### Instructions to follow
Extract and reproduce verbatim the lines of the data below, from the line containing "Each instance of the arched" through the line containing "List the outlines of the arched window.", inclusive.

(Region outline entries)
--------------------

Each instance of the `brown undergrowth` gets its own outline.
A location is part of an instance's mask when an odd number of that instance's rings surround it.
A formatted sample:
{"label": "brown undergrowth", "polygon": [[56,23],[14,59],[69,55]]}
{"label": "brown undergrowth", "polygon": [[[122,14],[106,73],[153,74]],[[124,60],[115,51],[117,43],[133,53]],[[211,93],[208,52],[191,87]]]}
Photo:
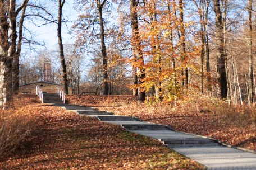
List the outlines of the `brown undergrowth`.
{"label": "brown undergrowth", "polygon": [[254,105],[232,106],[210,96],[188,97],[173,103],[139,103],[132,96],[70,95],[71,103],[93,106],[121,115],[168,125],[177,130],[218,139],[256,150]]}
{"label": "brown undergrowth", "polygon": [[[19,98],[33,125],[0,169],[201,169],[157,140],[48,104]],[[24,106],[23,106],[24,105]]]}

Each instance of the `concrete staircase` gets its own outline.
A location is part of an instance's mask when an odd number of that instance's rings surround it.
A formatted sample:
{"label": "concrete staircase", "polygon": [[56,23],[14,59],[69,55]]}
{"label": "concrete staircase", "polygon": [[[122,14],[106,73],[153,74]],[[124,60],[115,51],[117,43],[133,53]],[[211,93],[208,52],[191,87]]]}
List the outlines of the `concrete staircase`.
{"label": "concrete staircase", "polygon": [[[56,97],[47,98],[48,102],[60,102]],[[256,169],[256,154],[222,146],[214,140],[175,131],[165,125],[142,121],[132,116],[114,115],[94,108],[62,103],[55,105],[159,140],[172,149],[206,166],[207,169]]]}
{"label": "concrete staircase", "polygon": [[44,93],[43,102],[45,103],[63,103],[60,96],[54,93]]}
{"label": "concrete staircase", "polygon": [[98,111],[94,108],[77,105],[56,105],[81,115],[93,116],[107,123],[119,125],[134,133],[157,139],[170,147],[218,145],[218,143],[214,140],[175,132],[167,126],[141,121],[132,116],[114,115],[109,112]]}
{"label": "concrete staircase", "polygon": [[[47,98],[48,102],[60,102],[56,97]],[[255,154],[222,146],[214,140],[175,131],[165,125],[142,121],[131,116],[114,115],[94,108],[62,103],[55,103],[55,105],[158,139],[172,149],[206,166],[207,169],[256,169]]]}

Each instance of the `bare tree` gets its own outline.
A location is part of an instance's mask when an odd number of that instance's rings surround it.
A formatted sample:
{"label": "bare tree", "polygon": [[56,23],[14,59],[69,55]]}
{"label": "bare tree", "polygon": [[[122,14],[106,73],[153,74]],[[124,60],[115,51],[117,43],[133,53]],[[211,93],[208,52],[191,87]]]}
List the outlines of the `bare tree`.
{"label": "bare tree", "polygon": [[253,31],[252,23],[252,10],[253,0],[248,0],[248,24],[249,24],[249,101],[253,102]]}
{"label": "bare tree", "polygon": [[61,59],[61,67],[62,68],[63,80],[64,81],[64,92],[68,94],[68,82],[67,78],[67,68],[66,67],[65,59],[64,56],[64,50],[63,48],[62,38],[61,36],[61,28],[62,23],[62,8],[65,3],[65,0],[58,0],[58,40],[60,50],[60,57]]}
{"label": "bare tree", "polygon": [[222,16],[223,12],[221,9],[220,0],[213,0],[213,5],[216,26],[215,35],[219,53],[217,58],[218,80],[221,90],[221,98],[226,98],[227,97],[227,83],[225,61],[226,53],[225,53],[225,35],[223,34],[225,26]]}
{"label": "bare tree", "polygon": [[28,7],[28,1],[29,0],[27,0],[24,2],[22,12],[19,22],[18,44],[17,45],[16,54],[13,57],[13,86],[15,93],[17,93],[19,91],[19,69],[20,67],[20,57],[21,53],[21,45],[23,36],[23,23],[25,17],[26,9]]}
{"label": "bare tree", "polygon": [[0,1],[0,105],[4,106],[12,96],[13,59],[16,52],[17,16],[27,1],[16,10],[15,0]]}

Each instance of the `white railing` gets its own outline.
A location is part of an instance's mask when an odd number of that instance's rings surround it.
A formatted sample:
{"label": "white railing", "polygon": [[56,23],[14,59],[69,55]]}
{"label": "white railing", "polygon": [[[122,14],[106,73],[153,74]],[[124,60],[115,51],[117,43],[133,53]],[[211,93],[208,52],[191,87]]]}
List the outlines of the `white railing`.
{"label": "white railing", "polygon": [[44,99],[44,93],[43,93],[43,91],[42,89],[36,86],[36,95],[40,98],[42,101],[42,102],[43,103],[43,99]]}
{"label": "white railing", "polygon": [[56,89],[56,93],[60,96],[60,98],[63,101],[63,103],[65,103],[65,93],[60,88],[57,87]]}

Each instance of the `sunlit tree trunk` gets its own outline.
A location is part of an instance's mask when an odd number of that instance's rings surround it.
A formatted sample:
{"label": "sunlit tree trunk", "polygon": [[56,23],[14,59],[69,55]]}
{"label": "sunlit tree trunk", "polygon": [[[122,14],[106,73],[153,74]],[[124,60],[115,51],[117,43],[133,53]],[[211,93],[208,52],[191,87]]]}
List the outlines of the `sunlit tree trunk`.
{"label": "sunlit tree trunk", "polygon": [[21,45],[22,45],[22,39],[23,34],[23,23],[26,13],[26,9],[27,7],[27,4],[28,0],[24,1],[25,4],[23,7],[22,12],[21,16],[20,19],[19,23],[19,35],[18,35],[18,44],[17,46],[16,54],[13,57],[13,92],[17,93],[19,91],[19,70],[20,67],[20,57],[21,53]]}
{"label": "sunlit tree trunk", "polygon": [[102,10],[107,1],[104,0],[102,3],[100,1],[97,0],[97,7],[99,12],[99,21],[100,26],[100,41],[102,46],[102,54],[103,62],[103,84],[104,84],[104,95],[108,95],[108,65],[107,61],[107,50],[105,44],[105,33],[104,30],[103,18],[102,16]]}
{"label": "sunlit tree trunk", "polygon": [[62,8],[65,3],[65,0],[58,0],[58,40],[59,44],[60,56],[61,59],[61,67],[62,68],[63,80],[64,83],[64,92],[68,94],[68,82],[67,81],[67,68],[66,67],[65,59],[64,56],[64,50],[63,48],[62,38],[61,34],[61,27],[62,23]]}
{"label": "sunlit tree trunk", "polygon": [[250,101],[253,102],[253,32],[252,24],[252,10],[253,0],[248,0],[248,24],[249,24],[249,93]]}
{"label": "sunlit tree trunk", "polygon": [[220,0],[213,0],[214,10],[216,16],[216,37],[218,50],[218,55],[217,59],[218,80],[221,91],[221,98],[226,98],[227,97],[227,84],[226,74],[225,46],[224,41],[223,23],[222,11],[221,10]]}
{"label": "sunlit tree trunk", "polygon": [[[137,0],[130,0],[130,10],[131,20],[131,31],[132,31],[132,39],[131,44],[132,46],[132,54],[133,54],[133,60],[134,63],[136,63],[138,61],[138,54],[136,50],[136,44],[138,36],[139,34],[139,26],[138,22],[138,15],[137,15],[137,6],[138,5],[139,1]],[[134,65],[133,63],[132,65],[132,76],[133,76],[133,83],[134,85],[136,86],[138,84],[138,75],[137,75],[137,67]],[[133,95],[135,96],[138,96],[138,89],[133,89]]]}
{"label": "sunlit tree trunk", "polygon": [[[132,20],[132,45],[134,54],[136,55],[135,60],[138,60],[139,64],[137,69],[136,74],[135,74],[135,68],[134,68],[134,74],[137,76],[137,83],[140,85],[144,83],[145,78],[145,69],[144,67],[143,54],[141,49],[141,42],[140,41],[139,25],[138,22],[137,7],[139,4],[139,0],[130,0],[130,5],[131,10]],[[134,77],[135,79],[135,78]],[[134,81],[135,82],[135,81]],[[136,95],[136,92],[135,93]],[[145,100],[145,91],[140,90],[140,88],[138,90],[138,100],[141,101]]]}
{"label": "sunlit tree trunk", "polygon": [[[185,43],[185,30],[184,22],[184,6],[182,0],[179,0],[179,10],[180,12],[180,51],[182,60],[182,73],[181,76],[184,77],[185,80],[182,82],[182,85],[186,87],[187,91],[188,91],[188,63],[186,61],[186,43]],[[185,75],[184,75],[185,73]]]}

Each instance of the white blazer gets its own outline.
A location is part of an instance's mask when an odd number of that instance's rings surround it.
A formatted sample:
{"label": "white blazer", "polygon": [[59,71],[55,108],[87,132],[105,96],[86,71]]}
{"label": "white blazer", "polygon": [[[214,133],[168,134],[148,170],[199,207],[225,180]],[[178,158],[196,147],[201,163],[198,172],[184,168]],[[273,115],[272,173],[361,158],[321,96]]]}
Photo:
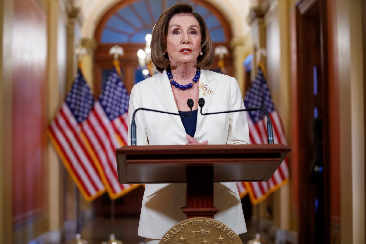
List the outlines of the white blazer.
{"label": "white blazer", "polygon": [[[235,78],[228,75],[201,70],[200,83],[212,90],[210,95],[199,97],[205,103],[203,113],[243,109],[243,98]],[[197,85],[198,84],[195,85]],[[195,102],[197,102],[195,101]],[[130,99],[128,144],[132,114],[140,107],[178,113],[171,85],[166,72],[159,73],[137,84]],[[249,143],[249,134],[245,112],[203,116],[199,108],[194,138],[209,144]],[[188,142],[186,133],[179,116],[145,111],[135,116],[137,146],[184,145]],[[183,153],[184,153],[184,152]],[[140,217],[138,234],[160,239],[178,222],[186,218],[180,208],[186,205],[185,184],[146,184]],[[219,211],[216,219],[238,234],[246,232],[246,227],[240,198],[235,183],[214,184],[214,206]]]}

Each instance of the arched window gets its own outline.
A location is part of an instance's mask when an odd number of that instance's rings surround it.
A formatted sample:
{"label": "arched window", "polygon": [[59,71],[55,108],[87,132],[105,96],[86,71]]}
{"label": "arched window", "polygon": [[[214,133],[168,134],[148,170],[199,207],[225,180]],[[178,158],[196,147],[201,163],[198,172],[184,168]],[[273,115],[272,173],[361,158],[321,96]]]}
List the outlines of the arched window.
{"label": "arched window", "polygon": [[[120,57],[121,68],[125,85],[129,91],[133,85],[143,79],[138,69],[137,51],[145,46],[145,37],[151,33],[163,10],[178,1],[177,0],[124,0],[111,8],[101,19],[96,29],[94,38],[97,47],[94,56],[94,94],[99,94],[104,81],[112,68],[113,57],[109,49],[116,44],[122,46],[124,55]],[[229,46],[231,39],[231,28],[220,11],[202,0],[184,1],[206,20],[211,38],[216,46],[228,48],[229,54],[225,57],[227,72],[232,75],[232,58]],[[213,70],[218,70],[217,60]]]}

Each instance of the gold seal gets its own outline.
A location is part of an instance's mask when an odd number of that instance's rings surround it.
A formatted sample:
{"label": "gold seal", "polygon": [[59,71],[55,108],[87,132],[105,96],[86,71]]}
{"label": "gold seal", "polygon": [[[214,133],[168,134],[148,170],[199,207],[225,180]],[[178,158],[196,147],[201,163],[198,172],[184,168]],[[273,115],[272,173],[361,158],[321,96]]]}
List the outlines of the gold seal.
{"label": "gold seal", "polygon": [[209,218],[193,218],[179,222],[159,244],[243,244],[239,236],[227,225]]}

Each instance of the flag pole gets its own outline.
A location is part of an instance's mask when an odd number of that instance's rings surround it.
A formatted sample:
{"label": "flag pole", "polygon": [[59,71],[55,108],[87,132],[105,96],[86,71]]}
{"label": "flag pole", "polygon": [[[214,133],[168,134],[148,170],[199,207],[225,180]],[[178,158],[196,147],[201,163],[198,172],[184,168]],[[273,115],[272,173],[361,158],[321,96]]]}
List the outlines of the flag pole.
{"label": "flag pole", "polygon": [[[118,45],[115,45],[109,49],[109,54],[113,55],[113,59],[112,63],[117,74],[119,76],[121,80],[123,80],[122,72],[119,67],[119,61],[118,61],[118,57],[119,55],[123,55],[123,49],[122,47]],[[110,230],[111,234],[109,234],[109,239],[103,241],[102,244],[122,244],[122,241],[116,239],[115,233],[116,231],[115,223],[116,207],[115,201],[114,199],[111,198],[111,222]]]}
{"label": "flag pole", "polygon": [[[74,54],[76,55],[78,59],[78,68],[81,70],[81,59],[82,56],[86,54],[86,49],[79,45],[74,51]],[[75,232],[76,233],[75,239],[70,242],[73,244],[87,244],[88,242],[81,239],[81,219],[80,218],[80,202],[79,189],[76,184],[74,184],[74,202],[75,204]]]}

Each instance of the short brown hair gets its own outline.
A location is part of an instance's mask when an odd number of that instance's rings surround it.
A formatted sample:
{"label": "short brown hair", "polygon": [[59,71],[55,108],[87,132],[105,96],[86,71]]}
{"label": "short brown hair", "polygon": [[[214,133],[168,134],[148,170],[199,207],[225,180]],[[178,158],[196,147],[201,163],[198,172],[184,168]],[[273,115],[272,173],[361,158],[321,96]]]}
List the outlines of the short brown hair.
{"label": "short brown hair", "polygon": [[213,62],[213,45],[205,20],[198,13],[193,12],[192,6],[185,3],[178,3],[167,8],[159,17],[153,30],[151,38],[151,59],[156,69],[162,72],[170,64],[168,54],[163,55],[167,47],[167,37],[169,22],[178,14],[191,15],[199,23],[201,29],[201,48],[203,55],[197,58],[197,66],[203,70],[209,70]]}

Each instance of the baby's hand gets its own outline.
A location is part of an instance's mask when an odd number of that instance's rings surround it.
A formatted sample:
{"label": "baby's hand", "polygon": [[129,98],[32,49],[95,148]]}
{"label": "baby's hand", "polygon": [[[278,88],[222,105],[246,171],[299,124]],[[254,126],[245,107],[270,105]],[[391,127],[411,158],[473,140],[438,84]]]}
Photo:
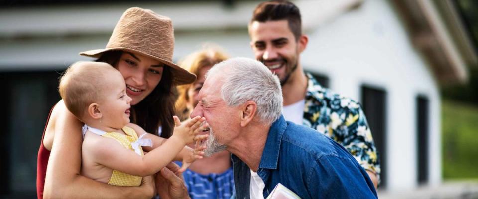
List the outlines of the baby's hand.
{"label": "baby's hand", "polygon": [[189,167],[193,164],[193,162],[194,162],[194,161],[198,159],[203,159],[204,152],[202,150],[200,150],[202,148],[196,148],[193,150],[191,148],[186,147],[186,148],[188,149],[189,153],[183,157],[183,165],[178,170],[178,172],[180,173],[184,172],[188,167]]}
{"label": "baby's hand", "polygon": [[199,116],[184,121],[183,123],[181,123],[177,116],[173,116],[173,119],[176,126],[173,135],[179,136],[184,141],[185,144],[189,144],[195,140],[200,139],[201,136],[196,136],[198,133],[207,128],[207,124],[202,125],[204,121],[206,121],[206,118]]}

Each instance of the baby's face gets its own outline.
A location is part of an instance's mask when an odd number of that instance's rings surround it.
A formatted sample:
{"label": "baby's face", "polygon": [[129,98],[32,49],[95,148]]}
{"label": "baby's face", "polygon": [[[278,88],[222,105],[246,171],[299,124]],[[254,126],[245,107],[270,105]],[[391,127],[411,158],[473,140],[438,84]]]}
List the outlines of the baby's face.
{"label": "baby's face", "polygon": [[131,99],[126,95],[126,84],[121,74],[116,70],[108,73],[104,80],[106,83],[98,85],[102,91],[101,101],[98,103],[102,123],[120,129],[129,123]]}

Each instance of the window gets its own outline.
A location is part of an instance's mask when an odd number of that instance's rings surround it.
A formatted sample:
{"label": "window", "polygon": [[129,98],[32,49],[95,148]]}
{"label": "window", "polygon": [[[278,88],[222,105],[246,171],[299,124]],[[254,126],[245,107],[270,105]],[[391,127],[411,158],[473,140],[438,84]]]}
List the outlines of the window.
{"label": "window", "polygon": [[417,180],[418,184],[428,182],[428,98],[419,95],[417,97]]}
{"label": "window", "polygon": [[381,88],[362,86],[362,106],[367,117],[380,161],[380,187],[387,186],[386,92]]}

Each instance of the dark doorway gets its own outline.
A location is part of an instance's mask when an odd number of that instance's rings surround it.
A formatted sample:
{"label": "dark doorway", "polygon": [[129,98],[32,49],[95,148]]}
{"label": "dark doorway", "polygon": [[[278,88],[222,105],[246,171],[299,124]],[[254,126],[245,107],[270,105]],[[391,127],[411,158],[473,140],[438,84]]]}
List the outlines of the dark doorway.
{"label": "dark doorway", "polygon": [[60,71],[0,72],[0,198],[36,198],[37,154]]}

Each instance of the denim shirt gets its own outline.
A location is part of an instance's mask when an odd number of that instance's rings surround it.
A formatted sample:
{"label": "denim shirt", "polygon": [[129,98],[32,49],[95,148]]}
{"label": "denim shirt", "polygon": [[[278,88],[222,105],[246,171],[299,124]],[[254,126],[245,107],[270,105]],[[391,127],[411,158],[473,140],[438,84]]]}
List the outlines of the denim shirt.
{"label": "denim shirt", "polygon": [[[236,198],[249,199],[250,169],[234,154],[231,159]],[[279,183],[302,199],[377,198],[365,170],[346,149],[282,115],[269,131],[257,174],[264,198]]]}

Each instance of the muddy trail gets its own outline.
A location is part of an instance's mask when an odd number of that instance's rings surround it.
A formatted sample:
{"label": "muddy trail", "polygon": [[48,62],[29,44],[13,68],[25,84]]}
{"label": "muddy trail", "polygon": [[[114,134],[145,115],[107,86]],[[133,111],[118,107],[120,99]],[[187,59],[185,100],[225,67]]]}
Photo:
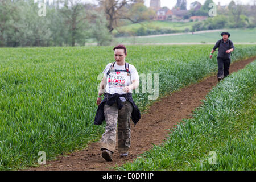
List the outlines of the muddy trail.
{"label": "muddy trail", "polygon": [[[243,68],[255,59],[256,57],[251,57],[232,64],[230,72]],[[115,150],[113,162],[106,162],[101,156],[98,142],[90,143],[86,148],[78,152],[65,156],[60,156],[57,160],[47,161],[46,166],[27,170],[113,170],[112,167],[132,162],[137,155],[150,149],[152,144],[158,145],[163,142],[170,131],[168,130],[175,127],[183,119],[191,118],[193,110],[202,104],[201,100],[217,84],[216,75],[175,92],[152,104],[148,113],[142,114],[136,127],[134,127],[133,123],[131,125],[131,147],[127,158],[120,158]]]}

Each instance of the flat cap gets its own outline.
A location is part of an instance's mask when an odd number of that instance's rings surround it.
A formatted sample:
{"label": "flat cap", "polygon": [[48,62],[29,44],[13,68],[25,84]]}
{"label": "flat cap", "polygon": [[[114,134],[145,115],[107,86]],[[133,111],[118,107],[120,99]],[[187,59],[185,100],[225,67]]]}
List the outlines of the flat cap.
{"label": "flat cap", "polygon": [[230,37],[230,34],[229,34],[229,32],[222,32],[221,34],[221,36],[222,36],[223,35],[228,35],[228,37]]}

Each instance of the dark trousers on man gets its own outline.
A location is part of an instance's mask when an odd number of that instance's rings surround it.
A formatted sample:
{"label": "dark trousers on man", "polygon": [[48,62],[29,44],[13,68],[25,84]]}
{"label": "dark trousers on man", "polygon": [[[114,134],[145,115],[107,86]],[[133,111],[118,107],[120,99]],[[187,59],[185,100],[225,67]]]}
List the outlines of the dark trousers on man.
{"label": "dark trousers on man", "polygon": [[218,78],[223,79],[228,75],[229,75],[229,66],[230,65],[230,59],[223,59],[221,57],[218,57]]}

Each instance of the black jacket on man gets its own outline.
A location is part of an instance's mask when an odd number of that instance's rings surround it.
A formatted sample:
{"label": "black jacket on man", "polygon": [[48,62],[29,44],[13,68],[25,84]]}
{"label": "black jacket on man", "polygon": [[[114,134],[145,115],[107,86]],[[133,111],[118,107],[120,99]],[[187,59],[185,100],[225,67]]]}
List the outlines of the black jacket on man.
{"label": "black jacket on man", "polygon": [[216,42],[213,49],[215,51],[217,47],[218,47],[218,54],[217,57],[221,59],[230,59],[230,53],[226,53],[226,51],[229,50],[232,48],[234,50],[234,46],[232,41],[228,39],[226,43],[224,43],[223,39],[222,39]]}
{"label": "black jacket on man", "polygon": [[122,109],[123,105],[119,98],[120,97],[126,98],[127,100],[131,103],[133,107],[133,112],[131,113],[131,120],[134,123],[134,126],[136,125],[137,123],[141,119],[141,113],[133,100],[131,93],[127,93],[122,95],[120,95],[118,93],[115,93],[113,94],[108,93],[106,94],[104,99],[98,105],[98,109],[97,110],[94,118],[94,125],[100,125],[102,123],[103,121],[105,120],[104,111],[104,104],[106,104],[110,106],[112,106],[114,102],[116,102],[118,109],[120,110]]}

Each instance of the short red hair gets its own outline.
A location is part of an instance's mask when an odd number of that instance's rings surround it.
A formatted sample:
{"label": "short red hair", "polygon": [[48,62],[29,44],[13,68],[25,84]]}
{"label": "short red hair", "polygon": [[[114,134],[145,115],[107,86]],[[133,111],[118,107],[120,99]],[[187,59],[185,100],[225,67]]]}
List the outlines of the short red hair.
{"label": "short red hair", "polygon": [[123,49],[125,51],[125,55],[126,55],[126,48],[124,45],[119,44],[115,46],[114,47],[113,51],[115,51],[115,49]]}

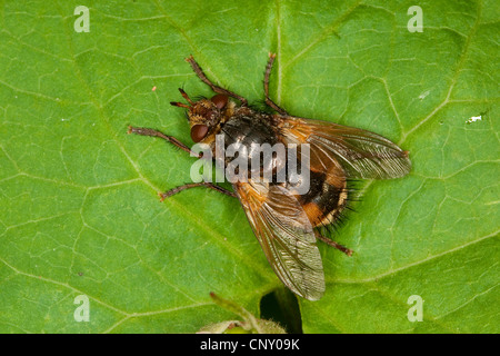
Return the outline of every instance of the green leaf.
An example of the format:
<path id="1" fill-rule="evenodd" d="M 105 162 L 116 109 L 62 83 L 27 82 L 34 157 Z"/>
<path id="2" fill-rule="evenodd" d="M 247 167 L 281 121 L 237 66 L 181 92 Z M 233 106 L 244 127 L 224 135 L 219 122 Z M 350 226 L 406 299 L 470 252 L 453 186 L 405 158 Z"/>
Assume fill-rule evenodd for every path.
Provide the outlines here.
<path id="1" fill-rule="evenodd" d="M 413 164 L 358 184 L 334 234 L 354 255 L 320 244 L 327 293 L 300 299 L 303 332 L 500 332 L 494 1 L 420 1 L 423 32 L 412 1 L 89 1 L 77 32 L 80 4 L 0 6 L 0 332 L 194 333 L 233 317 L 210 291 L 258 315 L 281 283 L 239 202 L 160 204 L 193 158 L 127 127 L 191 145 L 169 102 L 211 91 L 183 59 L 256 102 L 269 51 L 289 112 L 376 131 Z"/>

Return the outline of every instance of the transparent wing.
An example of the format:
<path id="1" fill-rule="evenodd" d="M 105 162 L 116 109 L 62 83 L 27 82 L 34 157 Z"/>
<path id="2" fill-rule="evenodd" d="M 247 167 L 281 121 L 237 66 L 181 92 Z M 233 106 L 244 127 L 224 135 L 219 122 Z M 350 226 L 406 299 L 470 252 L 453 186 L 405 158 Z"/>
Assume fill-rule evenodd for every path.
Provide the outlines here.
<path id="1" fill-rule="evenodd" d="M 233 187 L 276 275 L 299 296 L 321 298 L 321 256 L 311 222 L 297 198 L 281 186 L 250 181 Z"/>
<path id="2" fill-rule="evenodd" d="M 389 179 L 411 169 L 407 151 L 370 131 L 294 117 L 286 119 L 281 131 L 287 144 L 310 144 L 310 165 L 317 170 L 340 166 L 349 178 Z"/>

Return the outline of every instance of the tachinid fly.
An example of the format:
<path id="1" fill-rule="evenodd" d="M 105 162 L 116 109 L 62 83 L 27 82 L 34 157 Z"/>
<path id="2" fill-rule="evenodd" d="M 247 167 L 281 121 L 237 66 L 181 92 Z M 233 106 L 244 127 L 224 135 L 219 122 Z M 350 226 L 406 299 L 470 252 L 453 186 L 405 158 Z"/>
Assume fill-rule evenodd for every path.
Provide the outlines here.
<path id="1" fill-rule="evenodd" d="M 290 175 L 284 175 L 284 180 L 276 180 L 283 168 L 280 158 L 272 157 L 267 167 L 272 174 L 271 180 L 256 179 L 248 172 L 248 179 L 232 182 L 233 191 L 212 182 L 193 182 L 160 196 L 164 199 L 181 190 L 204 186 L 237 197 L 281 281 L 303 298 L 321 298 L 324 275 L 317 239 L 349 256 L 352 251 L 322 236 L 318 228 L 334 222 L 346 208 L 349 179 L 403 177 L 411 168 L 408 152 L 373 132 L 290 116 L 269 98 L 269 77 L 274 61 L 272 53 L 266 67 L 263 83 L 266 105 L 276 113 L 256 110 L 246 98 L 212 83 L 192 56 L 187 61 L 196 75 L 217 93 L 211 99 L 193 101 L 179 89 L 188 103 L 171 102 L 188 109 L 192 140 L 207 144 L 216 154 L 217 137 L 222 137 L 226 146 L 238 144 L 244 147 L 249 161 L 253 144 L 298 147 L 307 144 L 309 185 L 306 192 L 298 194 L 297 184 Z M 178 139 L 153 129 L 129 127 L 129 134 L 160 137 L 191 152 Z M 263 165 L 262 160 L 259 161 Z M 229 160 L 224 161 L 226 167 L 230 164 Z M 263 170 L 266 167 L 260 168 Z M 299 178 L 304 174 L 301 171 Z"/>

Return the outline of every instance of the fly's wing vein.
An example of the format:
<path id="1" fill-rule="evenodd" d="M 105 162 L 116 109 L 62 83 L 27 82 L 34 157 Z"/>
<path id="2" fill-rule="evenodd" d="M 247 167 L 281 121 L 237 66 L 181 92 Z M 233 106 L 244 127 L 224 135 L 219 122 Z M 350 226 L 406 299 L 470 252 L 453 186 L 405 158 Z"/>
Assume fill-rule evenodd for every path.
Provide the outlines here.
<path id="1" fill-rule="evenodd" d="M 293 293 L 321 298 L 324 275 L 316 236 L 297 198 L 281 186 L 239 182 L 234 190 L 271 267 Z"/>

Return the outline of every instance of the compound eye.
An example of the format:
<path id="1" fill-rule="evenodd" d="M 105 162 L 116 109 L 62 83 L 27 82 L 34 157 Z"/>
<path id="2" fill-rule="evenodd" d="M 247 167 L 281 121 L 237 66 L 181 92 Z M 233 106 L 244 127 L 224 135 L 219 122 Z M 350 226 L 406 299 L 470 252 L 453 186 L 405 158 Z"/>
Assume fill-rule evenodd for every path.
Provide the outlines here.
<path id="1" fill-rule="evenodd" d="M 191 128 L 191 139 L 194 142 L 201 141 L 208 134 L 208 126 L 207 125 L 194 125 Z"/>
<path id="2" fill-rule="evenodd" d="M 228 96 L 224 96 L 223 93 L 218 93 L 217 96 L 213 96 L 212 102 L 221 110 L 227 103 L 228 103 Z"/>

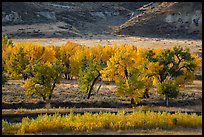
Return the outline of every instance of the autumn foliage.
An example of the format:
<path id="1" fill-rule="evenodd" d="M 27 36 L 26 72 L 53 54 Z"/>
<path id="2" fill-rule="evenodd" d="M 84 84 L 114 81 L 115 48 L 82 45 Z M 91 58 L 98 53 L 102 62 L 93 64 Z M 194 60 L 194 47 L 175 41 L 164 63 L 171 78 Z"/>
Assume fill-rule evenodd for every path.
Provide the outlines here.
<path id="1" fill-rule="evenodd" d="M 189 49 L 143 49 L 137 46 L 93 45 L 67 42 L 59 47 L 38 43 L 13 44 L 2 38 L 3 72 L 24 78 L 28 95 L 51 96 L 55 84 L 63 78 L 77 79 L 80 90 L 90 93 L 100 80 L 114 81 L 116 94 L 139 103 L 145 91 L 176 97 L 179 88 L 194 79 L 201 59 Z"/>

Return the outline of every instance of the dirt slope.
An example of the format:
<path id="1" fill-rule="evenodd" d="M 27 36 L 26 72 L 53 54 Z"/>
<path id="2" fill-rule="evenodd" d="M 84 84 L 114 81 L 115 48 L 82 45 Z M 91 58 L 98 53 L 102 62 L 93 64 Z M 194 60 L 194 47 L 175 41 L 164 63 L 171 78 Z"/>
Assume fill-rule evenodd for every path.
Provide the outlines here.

--------------------

### Result
Each instance of the arched window gets its own outline.
A location is part of an instance's mask when an odd number of that instance's rings surround it.
A formatted sample:
{"label": "arched window", "polygon": [[59,71],[55,108],[87,132],[105,96],[86,71]]}
{"label": "arched window", "polygon": [[[214,133],[168,134],[148,170],[199,207],[225,180]],[[178,158],[196,147],[201,163],[198,172],[184,168]],[[273,115],[272,173],[361,158],[321,96]]]}
List the outlines of the arched window.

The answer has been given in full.